Point localization data »
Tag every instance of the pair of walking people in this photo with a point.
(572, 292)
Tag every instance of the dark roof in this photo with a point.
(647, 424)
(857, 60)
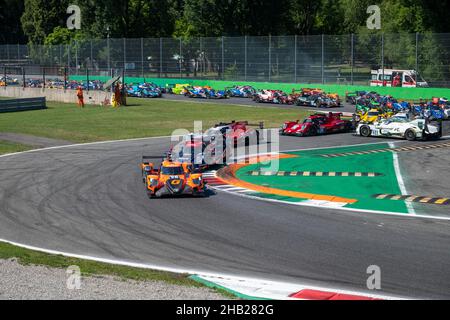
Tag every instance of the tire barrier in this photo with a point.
(315, 174)
(415, 199)
(402, 149)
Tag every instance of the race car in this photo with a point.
(236, 132)
(317, 124)
(144, 91)
(173, 179)
(196, 92)
(240, 91)
(202, 151)
(319, 100)
(418, 129)
(178, 89)
(265, 96)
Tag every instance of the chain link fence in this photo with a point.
(327, 59)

Task instructions »
For this exercise, output the records exactly but omit their pictures.

Output below »
Tag every instance of the pair of walking people in this photo with a point.
(572, 292)
Tag every instance of the dark roof in this photo with a point.
(647, 424)
(857, 60)
Tag every instance of the tire barrier in this photo with a point.
(315, 174)
(415, 199)
(402, 149)
Tag every instance of the race car in this photo with a point.
(236, 132)
(317, 124)
(144, 91)
(173, 179)
(196, 92)
(240, 91)
(202, 151)
(319, 100)
(418, 129)
(178, 89)
(265, 96)
Tag every instance of the chain link fence in this photo with a point.
(327, 59)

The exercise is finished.